▶ SOURCE EXTRACT
--- Start ---
Now let's see if the RIAI and Minister Phil Hogan can come together and agree a way forward and not simply ineffective new legislation and re-wording of Opinions that may not be well thought through.


ONQ

[broken link removed]

 All advice on AAM is remote from the situation and cannot be relied  upon                         as a defence or support - in and of itself -     should       legal        action    be      taken.
 Competent legal and building professionals should be asked to advise in                          Real Life with rights to inspect and issue   reports    on     the         matters    at      hand.


----------



## Lecorbusier

Watching the Prime Time program on Priory Hall and reading press articles on this subject, I understand that the main failure from the architect is to have issued his certificate without properly inspecting the development. 

It is more likely that the problems related to this development and others have motivated the enactment of S.I. No. 96/2011 - Multi-Unit Developments Act 2011, which now prevents some professionals to certify compliance with their own design or TGD 008 which now prevents them to supervise the design of extensions or refurbishments of school extensions. However, these professionals are not the cause of the problem. The cause is deeply rooted within certificates of compliance drafted and approved by the Royal Institute of the Architects of Ireland and other engineering institutes. These certificates are inadequate to protect consumers. 

Considering the Multi-units development Act 2011, which was drafted to help preventing similar debacle in the future; I am wondering how the public is currently protected from a similar problem to happen again. There are now 3 different groups of professionals qualified to issue these certificates: registered architects, registered surveyors and registered engineers. The Act is preventing many professionals such as chartered architectural technologists, fire safety consultants, architectural consultants and others, to issue these certificates. Why? Priory Hall demonstrates that RIAI architects are not up to the task?

In respect of fire safety, the Multi-units development Act 2011 does not represent an additional protection to the public. If Priory Hall had to be built tomorrow, the same scenario could happen again. Let's not forget that the Priory Hall architect is still able to issue similar certificates today.

The actual system of certification is a business that is not designed to serve consumers. The failure of the system is not caused by under-qualified professionals as some institutions want us to believe; it is caused by an absence of professional ethic, by a system that relies on self-certification. If the government does not decide to implement a state certification system similar to the one in place in the United Kingdom, then who shall certify in the future and how? After Priory Hall, it is clear that membership of an institute does not represent sufficient protection to consumers, specially when this institute represents and defends its members instead of protecting the public.
--- End ---
▶ LISTED RECORDS
--- Start ---
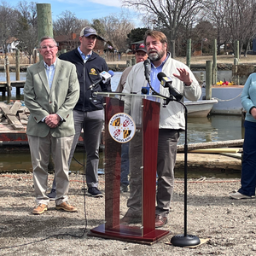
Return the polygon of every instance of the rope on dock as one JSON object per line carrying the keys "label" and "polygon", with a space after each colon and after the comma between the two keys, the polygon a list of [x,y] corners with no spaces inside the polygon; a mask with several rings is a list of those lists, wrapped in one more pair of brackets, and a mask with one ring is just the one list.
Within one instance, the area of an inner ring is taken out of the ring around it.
--- End ---
--- Start ---
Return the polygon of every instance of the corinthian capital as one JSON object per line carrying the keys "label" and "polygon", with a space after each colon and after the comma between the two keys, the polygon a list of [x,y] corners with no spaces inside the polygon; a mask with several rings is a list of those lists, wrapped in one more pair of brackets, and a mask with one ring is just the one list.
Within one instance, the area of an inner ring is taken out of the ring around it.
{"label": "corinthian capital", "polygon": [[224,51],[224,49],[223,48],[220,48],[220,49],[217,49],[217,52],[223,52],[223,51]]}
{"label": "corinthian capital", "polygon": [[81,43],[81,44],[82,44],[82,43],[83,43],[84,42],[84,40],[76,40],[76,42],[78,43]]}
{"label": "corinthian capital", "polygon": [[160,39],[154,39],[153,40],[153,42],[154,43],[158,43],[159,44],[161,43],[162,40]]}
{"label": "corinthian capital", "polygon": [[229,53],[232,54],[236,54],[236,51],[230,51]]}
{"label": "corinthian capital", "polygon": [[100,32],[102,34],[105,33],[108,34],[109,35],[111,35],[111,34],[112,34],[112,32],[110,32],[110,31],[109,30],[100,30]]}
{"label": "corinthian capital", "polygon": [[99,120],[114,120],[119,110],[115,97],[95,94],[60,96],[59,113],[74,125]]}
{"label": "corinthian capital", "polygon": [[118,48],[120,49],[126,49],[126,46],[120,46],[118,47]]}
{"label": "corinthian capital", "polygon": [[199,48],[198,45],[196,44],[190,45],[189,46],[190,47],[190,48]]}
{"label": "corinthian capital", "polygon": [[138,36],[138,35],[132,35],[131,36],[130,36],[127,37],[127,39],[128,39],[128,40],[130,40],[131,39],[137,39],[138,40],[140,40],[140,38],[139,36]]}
--- End ---
--- Start ---
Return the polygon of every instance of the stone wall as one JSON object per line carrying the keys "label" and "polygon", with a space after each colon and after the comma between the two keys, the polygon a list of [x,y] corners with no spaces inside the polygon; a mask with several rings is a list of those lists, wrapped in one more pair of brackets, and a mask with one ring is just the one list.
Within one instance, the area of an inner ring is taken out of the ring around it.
--- End ---
▶ WHAT THIS EXERCISE ASKS
A. Answer these questions using the Priory Hall discussion:
(i) Which minister is the RIAI hoped to agree a way forward with?
(ii) Under the Multi-Unit Developments Act 2011, which three groups of registered professionals may issue these certificates?
(iii) The government is urged to adopt a state certification system like the one in which country?
B. Resume the Priory Hall discussion from the point where it stops.
The items have no connection to the Priory Hall discussion.

▶ EXPECTED RESULTS
A.
(i) Minister Phil Hogan
(ii) Registered architects, registered surveyors and registered engineers
(iii) The United Kingdom

B.
Many self-taught architects have been prevented to continue practising with the Building Control Act 2007. This was obviously a way for the RIAI to cut competition in the name of public safety. The future will show that most defective structures built in Ireland were designed by RIAI architects not by the self-taught who are now prevented to practice as architects. I have inspected apartments in Dublin 18 that the media never talked about. Apartments built during the last decades with major problem of water infiltration. We heard about apartment roofs taken by the wind. Houses in Lucan without proper fire rescue access... And so on...

Beware consumers, the prefix MRIAI does not implicate quality as the institute wants you to believe. Instead of working for public safety, the RIAI is working to restrict the practice of architecture to their own members, working to deprive consumers from being able to choose their architect outside of their institute. Refer to the Architects' Alliance of Ireland (AAoI) for more information.


----------



## onq

I agree that neither legislation nor RIAI membership alone cannot guarantee certification with integrity.
It also seems to be the case that the RIAI doesn't appear to censure its members in public for infractions.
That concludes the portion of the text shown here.